Using the information:
1: From the meeting notes below, write out everything from "J9 asked for" down to "still working answers.".
2: In the meeting notes below, who thanked industry for working with him on capacity issues in Hawaii?

IAM asked whether J9 was aware of recent COVID cases on board vessels Philadelphia Express and St. Louis Express.  J9 stated they were aware, and the same protocols for these vessels (in terms of DoD HHG shipments) would apply as they did for the Maersk Idaho (essentially a one for one slip in RDD and responsibility for inconvenience claim to coincide with how late the vessel is to the appropriate port beyond the original scheduled arrival). 

 

J9 asked for any instances of installation access problems since last week.  No inputs were provided.

 

IAM asked about the status of reweigh guidance to clarify what is in the IT20; and guidance on how the 24 hour advance notice is supposed to work in practice for international shipments.  J9 acknowledged both issues raised, and said they were still working answers.

 

Dan Wolfert of the Navy thanked industry for working with him on capacity issues in Hawaii.

 

AF PPA listed areas where they had no capacity, and wanted industry to be aware that there were business opportunities at the following locations:

  • For short fuse this week, so far no capacity at White Sands NM; Mountain Home, ID; Minot ND; Ft McCoy WI; Davis Monthan AZ; and Blue Grass Army Depot, KY.

Entries shown:
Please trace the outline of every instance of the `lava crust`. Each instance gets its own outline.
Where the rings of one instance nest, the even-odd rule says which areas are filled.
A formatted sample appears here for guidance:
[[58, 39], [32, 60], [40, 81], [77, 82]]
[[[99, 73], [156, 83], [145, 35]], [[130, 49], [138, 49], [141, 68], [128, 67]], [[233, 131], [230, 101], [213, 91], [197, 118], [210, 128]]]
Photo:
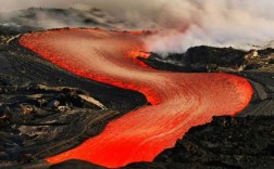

Outputs by task:
1:
J9 asked for any instances of installation access problems since last week.  No inputs were provided.

 

IAM asked about the status of reweigh guidance to clarify what is in the IT20; and guidance on how the 24 hour advance notice is supposed to work in practice for international shipments.  J9 acknowledged both issues raised, and said they were still working answers.

2: Dan Wolfert of the Navy.